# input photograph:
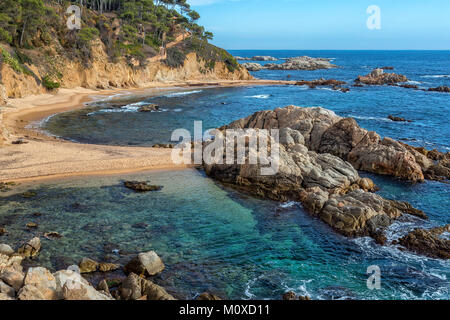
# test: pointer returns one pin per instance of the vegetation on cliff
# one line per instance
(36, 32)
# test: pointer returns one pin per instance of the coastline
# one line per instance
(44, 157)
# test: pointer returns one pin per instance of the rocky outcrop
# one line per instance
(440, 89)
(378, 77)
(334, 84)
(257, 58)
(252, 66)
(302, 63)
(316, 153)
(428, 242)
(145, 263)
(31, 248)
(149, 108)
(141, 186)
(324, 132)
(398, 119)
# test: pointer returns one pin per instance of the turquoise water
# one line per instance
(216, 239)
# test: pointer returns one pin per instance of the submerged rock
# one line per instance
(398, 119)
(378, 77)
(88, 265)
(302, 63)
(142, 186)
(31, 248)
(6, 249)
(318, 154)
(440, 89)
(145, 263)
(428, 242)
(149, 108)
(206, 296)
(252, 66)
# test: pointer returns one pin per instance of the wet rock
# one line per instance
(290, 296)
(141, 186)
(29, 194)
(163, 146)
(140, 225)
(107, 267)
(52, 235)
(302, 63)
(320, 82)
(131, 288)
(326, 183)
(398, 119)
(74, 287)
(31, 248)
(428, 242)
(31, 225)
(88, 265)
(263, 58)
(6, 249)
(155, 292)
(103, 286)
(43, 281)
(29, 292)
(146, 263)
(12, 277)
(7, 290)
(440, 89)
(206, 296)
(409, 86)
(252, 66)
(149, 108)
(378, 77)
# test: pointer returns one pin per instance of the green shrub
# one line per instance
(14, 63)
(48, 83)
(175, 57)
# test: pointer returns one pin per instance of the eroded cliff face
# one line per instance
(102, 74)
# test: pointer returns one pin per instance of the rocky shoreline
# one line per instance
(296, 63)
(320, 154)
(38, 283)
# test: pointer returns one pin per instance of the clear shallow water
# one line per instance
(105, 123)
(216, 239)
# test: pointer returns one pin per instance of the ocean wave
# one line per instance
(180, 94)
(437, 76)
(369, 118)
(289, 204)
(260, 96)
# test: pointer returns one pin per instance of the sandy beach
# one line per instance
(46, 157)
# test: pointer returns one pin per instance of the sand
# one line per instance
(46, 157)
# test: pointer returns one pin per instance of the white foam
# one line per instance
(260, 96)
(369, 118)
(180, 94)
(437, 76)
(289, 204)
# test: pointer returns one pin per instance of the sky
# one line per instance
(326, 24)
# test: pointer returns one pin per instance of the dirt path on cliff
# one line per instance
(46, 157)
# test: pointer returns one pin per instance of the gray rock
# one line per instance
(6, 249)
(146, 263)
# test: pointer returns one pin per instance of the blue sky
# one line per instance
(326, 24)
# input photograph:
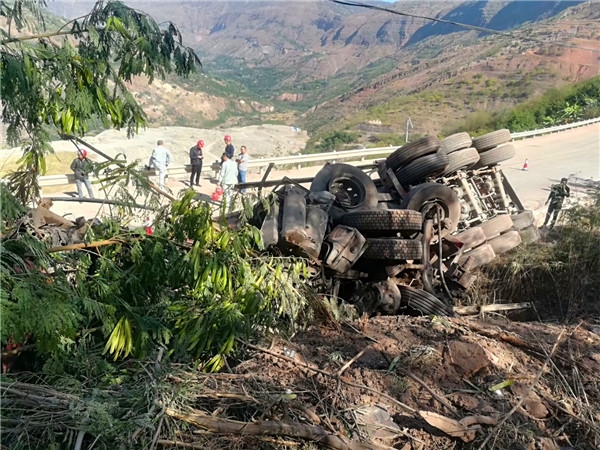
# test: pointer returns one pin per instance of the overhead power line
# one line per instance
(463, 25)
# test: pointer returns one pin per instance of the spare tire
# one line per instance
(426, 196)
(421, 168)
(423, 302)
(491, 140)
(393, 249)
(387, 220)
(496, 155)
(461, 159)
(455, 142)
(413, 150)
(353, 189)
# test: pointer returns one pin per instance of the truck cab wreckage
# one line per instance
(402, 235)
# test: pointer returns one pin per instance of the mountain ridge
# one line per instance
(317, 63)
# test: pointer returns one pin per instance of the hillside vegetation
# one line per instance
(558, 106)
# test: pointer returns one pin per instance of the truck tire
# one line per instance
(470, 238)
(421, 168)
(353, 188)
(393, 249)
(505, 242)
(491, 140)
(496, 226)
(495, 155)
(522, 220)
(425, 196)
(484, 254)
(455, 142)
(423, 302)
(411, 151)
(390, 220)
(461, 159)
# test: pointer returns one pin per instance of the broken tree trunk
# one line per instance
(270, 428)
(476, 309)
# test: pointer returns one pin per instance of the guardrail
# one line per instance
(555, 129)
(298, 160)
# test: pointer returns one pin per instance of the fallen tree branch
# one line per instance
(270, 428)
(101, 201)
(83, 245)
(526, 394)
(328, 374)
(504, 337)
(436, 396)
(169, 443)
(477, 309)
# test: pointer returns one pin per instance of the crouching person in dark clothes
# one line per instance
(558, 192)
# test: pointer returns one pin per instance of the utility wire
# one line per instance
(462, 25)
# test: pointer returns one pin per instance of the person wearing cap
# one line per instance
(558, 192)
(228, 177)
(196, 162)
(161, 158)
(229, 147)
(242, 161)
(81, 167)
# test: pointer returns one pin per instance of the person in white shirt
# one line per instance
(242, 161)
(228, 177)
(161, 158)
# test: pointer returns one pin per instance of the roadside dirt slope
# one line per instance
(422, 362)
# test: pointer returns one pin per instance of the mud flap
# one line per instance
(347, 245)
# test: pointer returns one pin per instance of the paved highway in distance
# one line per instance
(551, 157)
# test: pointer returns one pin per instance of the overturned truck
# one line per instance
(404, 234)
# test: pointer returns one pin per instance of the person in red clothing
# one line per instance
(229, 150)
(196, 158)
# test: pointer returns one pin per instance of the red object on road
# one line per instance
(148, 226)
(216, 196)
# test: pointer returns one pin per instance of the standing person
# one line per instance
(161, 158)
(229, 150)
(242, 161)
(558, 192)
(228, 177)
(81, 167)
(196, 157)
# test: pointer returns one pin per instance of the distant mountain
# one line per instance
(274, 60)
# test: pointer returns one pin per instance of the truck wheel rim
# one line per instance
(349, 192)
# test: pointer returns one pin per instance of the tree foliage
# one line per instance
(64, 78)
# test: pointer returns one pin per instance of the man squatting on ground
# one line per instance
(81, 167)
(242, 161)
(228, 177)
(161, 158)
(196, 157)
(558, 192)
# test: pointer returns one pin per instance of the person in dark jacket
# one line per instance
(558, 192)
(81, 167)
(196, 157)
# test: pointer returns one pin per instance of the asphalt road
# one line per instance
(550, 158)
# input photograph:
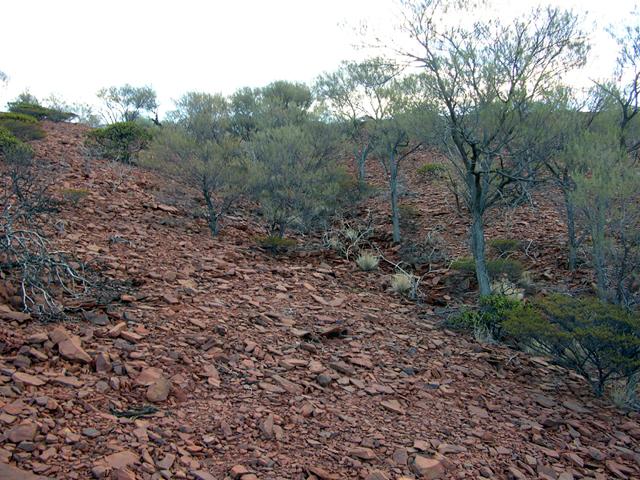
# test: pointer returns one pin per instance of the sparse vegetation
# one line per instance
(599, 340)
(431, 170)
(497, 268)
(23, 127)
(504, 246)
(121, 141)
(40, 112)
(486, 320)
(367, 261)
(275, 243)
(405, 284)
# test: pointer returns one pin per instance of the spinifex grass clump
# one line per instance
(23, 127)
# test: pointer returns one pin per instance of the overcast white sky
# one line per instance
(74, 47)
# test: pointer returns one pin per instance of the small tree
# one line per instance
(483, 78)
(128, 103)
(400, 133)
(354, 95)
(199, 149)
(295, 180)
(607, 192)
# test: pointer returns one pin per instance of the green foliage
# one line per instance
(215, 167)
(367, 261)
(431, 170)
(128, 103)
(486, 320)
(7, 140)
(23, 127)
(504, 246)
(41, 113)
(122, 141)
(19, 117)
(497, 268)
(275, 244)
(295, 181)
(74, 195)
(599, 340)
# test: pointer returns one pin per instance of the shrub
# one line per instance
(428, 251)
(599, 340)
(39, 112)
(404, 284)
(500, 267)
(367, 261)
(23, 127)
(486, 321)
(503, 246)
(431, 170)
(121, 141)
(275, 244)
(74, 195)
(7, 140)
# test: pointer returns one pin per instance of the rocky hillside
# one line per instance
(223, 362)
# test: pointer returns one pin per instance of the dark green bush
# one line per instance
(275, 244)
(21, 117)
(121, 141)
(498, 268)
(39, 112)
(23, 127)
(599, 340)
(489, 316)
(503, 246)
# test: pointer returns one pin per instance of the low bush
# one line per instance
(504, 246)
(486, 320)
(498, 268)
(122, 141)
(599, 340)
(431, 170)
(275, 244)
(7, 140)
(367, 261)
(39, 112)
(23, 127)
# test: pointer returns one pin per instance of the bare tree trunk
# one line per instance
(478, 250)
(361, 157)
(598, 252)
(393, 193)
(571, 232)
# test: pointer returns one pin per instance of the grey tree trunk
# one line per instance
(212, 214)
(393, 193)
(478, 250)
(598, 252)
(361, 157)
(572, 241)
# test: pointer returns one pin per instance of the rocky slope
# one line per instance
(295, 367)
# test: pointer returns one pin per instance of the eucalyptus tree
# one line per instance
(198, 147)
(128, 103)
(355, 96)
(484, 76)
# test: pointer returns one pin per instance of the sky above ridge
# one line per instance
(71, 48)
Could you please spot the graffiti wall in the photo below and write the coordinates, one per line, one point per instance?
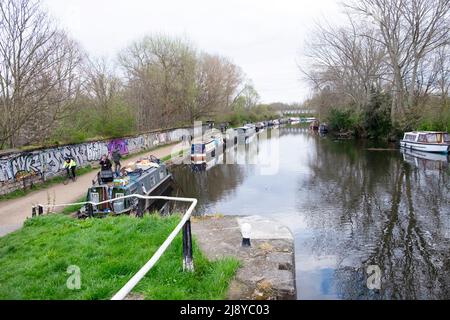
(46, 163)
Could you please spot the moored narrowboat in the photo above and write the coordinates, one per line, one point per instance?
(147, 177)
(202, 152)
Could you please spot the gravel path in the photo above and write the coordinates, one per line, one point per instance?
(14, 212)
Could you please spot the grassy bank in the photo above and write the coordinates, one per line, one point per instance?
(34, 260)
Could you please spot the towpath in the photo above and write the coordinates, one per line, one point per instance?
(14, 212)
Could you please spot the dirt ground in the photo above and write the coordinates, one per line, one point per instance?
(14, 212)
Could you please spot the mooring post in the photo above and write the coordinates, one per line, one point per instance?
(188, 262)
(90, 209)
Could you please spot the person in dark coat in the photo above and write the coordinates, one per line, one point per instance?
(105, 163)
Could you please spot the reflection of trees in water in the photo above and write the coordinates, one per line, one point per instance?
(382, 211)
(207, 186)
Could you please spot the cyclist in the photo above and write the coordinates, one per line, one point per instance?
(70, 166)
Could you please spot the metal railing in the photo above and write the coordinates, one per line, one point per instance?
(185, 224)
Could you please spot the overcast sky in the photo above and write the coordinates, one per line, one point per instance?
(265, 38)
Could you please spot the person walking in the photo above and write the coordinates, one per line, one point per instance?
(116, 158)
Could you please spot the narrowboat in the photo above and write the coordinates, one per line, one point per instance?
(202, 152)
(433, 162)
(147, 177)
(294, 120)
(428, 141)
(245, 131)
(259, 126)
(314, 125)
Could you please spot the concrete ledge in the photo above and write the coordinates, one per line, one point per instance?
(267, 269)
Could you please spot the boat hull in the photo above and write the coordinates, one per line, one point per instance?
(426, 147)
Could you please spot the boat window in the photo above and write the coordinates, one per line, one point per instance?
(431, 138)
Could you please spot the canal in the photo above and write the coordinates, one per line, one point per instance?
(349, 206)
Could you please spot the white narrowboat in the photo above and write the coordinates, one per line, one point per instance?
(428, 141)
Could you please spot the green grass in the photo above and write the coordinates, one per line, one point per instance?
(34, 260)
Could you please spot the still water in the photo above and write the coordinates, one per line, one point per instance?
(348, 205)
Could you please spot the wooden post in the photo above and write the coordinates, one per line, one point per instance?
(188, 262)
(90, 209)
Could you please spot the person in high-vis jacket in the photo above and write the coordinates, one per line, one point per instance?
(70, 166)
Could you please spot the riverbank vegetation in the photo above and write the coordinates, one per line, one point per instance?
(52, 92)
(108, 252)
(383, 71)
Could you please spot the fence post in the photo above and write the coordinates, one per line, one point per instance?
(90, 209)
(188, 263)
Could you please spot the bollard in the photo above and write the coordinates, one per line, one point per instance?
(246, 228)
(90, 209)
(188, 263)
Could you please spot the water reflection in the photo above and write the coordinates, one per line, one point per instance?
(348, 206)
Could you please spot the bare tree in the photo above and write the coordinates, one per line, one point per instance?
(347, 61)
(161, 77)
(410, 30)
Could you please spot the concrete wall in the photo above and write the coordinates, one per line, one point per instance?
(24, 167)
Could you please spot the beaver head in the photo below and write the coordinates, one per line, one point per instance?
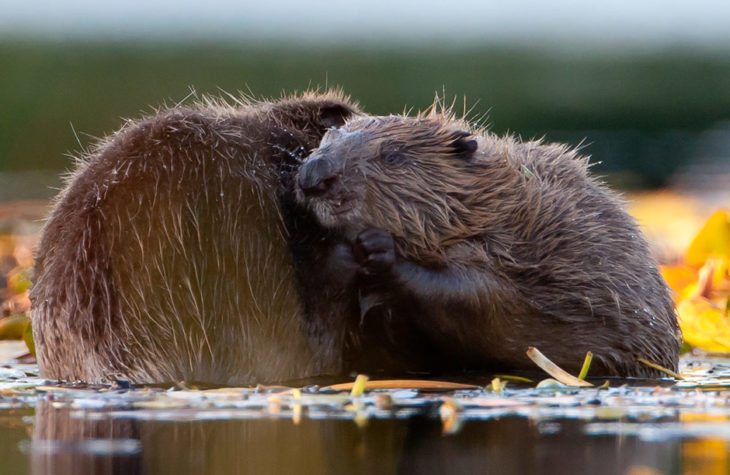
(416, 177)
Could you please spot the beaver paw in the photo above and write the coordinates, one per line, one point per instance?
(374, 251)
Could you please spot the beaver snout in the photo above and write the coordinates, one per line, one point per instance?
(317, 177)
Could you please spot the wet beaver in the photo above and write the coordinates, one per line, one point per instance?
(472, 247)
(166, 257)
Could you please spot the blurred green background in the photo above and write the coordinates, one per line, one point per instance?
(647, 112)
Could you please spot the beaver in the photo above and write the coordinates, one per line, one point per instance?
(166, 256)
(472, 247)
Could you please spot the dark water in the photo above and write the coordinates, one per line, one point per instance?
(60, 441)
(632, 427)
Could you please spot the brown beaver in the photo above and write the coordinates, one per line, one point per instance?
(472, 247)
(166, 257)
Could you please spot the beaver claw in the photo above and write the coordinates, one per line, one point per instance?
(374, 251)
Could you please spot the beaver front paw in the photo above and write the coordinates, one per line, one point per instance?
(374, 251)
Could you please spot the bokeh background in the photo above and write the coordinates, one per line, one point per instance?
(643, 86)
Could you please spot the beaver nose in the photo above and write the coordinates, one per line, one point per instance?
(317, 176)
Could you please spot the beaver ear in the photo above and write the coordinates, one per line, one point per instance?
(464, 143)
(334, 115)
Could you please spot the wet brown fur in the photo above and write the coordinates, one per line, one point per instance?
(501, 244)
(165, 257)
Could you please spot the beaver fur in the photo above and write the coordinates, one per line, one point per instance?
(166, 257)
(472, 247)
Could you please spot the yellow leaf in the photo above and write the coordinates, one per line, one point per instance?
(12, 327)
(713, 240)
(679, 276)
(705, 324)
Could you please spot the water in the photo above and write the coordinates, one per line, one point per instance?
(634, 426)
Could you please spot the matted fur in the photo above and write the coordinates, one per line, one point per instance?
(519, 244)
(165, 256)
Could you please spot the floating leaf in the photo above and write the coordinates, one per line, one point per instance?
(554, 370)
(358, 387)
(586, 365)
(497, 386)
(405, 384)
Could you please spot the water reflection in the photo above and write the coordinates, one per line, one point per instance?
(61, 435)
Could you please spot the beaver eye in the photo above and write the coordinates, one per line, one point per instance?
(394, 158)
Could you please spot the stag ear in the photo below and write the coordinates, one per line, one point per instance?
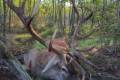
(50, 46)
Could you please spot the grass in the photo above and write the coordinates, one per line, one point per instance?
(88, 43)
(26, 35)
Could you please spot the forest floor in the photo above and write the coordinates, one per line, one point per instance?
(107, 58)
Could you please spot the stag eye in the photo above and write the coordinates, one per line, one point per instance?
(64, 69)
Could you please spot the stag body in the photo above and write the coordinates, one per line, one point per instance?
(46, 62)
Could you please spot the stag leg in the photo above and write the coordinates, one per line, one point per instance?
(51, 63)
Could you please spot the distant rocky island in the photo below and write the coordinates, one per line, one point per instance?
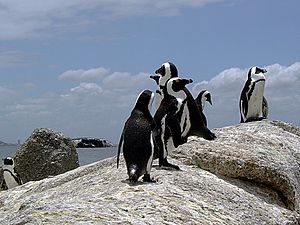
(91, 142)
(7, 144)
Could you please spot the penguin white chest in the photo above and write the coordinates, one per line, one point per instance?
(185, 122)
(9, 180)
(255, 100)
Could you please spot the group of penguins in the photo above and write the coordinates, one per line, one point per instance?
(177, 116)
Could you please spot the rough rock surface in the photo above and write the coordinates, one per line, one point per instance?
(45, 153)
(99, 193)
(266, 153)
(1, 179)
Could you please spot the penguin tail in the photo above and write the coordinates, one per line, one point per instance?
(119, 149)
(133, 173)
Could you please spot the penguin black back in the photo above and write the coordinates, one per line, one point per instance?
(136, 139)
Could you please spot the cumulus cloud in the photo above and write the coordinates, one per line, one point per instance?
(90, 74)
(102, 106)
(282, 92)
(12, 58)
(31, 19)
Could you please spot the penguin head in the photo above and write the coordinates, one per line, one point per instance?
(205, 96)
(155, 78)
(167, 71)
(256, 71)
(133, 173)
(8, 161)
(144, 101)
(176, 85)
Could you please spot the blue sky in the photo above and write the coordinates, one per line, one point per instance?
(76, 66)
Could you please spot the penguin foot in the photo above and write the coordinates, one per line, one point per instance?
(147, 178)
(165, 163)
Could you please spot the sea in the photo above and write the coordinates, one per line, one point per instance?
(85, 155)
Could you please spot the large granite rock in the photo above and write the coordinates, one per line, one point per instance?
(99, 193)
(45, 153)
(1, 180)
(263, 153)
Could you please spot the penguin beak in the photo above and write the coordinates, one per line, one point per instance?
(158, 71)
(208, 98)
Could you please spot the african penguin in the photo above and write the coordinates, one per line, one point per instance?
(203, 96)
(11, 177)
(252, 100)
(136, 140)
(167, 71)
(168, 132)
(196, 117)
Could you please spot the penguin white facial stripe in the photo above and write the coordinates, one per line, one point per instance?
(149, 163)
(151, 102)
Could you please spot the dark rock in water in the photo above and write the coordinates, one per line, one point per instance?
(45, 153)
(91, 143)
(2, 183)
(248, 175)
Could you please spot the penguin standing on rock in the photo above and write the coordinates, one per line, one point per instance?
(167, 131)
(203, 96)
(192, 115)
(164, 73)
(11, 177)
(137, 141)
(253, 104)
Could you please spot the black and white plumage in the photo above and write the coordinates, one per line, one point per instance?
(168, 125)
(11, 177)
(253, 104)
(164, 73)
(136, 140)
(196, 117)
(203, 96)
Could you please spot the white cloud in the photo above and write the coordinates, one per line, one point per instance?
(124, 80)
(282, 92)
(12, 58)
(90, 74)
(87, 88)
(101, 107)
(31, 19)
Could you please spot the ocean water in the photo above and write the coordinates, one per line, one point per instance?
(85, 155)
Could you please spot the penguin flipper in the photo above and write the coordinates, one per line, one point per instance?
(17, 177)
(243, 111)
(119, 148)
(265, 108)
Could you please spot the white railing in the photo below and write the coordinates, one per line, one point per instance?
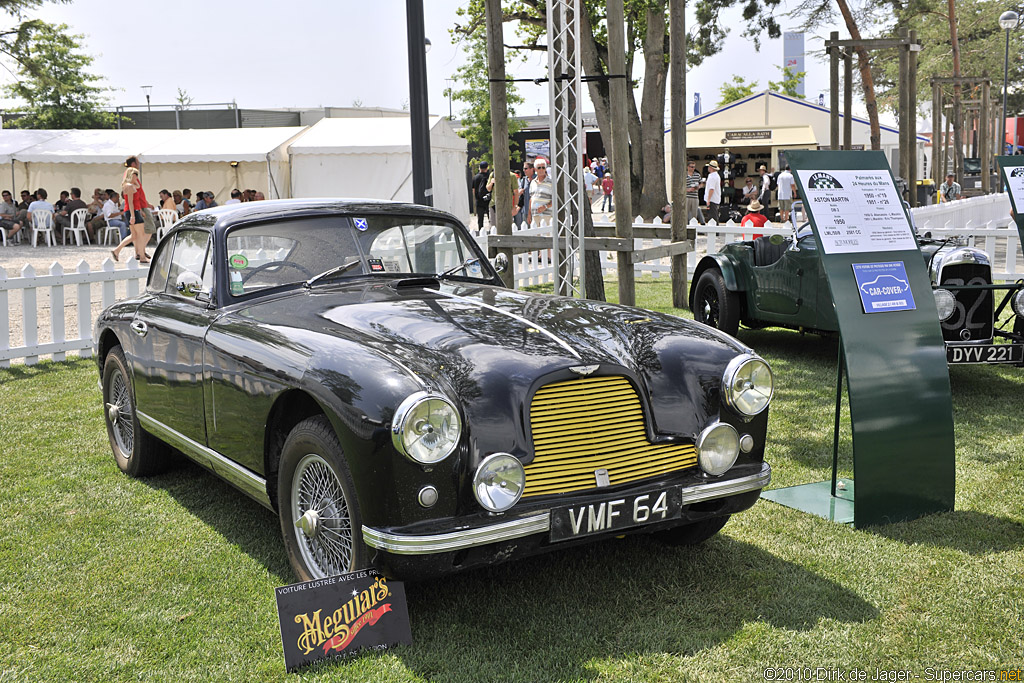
--------------------
* What the task requires
Begin at the line containing "Could you please spot the white cloud" and extract every line through the end of the records, inclusive, exactly and only; omit pictures.

* Answer to this task
Could you please spot the white cloud in the photo above and write the coordinates, one per line, one point per instance?
(124, 80)
(282, 92)
(12, 58)
(90, 74)
(87, 88)
(101, 107)
(31, 19)
Could you please spot the ocean water in the photo above and write the coordinates, one per line, one point per instance?
(85, 155)
Could you please spot the penguin flipper in the photo above and write the coordinates, one per line, one point per instance?
(17, 177)
(243, 111)
(119, 148)
(265, 108)
Could you please spot the white railing in the photo below and write the coordinates, one per line, one point per instance?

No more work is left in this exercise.